*** RECORDED DATA

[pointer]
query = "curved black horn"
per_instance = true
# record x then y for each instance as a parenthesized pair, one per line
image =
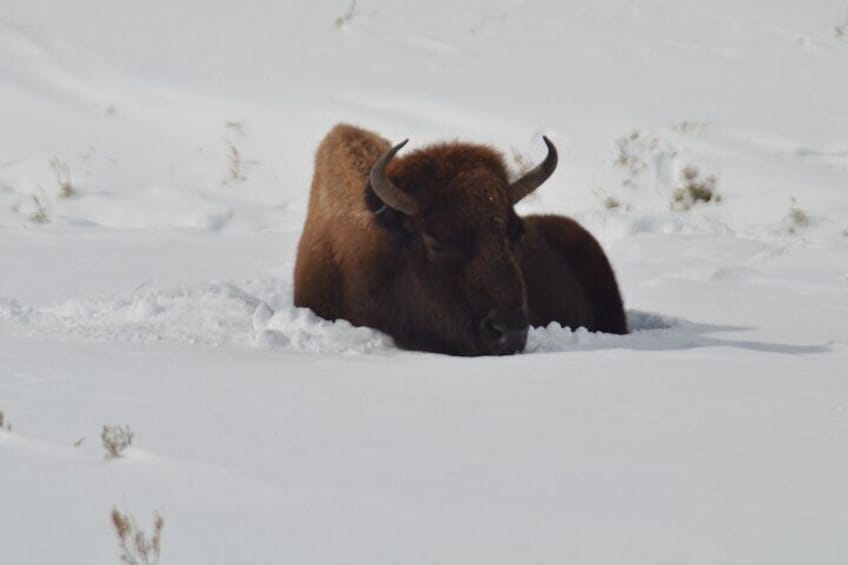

******

__WRITTEN REQUEST__
Put the lines of every item above into a numbered list, leaving out blank lines and the pictures.

__ANSWER TO THIS TASK__
1. [pointer]
2. query = "curved black horn"
3. per_instance = true
4. # record x then y for each instance as a parenthesized pair, one per line
5. image =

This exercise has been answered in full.